- _Job_
Reproduce all entries precisely, down to the last character.

- _Stored rows_
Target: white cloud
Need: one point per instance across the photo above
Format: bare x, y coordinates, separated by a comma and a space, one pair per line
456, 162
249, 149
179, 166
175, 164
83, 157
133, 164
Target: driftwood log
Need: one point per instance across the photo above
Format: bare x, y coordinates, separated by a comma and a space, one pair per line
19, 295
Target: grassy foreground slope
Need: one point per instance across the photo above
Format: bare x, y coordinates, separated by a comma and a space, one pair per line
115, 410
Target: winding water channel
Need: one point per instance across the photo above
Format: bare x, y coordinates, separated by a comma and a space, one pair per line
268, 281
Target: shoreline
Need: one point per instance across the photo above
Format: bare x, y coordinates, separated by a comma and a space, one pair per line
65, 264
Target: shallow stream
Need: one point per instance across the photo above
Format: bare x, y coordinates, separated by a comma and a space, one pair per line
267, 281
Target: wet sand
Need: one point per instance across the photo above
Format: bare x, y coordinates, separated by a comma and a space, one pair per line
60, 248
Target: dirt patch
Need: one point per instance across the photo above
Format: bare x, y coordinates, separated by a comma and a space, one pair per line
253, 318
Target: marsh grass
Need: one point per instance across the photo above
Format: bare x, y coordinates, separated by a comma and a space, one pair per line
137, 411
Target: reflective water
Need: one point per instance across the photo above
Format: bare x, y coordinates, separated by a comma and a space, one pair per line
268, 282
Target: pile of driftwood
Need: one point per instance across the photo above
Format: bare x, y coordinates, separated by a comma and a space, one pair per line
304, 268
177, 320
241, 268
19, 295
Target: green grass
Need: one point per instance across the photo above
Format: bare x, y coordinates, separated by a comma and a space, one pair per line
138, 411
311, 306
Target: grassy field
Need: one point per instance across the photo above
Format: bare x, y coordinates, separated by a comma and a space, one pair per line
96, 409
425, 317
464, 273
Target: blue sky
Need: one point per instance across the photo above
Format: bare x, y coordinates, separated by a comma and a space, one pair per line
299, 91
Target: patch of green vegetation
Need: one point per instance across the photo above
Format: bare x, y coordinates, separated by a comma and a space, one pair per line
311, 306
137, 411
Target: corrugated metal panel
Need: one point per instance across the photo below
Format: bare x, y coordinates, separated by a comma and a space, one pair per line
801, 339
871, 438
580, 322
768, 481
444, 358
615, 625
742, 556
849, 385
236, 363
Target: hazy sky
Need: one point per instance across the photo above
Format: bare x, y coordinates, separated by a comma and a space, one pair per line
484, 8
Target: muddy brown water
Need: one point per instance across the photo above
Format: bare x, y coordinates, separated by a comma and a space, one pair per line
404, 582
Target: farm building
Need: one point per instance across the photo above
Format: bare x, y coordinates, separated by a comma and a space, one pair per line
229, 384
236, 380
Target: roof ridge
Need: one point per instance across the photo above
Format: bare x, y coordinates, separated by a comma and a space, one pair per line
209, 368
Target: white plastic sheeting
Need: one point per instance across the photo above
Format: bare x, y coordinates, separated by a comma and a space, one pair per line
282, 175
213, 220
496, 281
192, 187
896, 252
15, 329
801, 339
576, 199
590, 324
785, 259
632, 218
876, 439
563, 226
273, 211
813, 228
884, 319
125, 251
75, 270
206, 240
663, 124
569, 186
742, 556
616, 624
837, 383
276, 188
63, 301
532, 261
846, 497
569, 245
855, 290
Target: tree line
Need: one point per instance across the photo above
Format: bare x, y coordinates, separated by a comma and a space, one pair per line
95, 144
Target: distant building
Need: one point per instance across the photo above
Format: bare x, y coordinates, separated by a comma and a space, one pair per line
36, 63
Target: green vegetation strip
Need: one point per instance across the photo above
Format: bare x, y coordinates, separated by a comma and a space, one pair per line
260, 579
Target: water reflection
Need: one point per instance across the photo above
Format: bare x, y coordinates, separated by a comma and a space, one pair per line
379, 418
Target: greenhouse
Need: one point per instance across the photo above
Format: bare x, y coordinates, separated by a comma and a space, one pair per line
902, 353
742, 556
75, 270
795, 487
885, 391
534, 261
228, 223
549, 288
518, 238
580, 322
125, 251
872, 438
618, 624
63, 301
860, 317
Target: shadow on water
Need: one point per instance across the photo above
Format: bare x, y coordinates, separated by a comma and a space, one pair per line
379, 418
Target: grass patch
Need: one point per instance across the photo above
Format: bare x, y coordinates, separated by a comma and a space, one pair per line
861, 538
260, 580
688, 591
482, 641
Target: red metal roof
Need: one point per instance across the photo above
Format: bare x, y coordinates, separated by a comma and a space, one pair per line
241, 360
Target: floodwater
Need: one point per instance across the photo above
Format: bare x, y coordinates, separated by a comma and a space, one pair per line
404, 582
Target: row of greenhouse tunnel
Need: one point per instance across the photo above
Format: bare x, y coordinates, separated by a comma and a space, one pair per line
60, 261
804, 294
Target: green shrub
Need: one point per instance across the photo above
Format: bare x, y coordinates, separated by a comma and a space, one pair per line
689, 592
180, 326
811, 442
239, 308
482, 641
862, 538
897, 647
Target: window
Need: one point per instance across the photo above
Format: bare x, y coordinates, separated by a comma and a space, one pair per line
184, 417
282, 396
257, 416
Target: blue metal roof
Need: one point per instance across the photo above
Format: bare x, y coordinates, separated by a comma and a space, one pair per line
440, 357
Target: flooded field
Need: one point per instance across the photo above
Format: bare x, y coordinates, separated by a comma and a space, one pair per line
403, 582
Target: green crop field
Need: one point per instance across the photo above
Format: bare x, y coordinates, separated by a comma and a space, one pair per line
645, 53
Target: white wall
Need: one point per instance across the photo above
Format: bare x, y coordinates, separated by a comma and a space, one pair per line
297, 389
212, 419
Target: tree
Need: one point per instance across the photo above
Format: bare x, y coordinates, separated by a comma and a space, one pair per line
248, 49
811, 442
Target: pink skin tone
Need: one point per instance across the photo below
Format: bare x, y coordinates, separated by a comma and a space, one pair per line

- _Complete response_
Target: white cloud
Need: one point per instance across the photo above
Format: bare x, y coordinates, separated by a comma and a space, one pair per line
456, 162
249, 149
179, 166
175, 164
83, 157
133, 164
Target: driftwood log
Need: one point per instance across the photo above
Format: bare x, y coordinates, separated by a comma and a space, one pair per line
19, 295
Target: grassy foreground slope
Need: one point per instance across the photo above
Format: bare x, y coordinates, separated by a comma and a space, one pair per line
115, 410
Target: winding water channel
Need: one point per instance across the photo above
Format: bare x, y coordinates, separated by a comma and a space, one pair per line
268, 281
Target: shoreline
Need: one point per instance across the photo above
Format: bare x, y coordinates, separated by a comma and a space, one pair per line
65, 264
Target: shallow stream
Need: one point per instance across the photo above
Format: bare x, y coordinates, separated by a comma and a space, one pair per line
267, 281
Target: wet sand
Need: one point per instance across the photo above
Format: bare x, y coordinates, separated by a comma and a space, one pair per line
60, 248
Target: dirt patch
Need: one point per instance across the photo above
Format: bare x, y coordinates, separated by a comma and a space, one pair per line
253, 318
Target: marsh grass
Need: one point per instance across the photo above
Format: bare x, y coordinates, separated by a comma and a space, one pair per line
137, 411
Target: reflective water
Need: one point per instance across the photo above
Format: bare x, y coordinates, separated by a comma and a space, one pair per line
268, 282
Target: pile of driftwood
Need: one point per instance across the photo above
Format: bare x, y coordinates, separated by a comma and a space, one pair per line
304, 268
177, 320
241, 268
19, 295
Target: green grass
Need: one point per instance across the photo above
Format: bare x, y coordinates, separated by a comma and a space, one pair per line
138, 411
311, 306
Target: grassy field
Need: one point per instance across the photo above
Format: bare x, y coordinates, separated by a comma and a space, one pair per line
96, 409
425, 317
464, 273
Target: blue sky
Need: one point per instance across the photo above
Format: bare x, y coordinates, separated by a comma and a space, one pair per line
299, 91
Target: patch of green vegetation
Need: one point per instance across the photo above
Format: bare x, y coordinates, separated by a comma and a space, one pair per line
311, 306
137, 411
Target: corrugated metal panel
Need: one point per instance across the photo below
Format: bare x, y coordinates, separated by a comma and a space, one pair per line
801, 339
871, 438
580, 322
768, 481
444, 358
615, 625
742, 556
849, 385
236, 363
Target: hazy sky
Need: one point per instance across the photo above
Format: bare x, y coordinates, separated by a comma and a space, one pair per line
484, 8
Target: muddy brown water
Need: one point per instance across the photo above
Format: bare x, y coordinates, separated by a comma and a space, one pair per line
404, 582
Target: farm building
Need: one point per instance across the photo above
Format: bare x, y coordinates, separated by a comma and a space, one pair per line
229, 384
236, 380
Target: roof ridge
Need: one point per instance across the photo above
Format: bare x, y coordinates, separated by a comma and a space, one pair per line
209, 368
Target: white plastic sheeting
Need: one point per instance across the photo above
Format: bare x, y coordinates, separated by a comma and a space, one pair per line
282, 175
213, 220
496, 281
192, 187
896, 252
15, 329
801, 339
576, 199
590, 324
785, 259
632, 218
876, 439
563, 226
273, 211
813, 228
884, 319
125, 251
75, 270
206, 240
663, 124
569, 186
742, 556
616, 624
837, 383
276, 188
63, 301
532, 261
846, 497
569, 245
855, 290
Target: tree line
Need: one point per instance across the photo above
Format: bare x, y coordinates, separated by a comma and a space, one pair per line
95, 144
Target: distant building
Need: one point per instance across the photo above
Format: bare x, y coordinates, separated by a comma and a space, one pair per line
36, 63
Target: green vegetation strip
Need: one point per instance across the photo above
Format: bare x, y coordinates, separated by a comma and a space, one pair per line
260, 579
Target: water reflection
Need: one point per instance across the photo above
Format: bare x, y coordinates, separated by a comma and a space, one pair per line
379, 418
Target: greenhouse
Need: one point per instance across the photo above
Format: bare x, y coordinates, separated by a comma and a space, one pair per line
902, 353
742, 556
75, 270
795, 487
885, 391
534, 261
228, 223
549, 288
518, 238
580, 322
125, 251
872, 438
618, 624
63, 301
860, 317
Target: shadow on water
Need: one point per instance across the photo above
Format: bare x, y coordinates, separated by a comma and a space, one pair per line
379, 418
Target: grass patch
Need: one point per instance across the photo above
Format: bare x, y coordinates, separated by a comma and a space, one pair per line
861, 538
260, 580
688, 591
482, 641
Target: red metal roof
Need: one point per instance across the photo above
Format: bare x, y coordinates, separated by a comma and a space, one pair per line
241, 360
Target: floodwater
Need: one point per instance across the photo above
Format: bare x, y coordinates, separated by a comma and a space, one pair per line
404, 582
Target: row of greenhouse tunnel
Need: one point per instance across the photo above
Format: bare x, y coordinates, separated by a comma and a space, one pair per line
60, 261
804, 294
Target: green shrub
Need: one point per instance across the photo above
Format: bare x, y coordinates, separated by a comma and a space, one pair per line
689, 592
180, 326
811, 442
239, 308
482, 641
862, 538
897, 647
Target: window
Need: one point per instance across the photo above
Format: bare x, y coordinates, separated by a comma and a space, one pair per line
184, 417
282, 396
257, 416
Target: blue metal roof
Need: one point per instance across the photo above
Format: bare x, y coordinates, separated by a comma and a space, one pair per line
440, 357
Target: flooded field
Need: one point per instance across the photo above
Format: bare x, y coordinates, separated by a comma and a space, one pair per line
403, 582
Target: green crop field
Need: one point per instance across the photo above
Format: bare x, y coordinates, separated by a comma and a space, one pair per line
645, 53
Target: white wall
Need: one point per instance across the photo above
Format: bare x, y coordinates, separated by a comma and a space, one pair per line
297, 389
212, 419
Target: tree
Need: one point per instance across the photo above
Format: bare x, y coordinates, separated by a comma and a space, one pair per line
248, 49
811, 442
Target: pink skin tone
Need: one point per instance across the photo below
Format: bare x, y coordinates, separated by a comma and a space, one pair per line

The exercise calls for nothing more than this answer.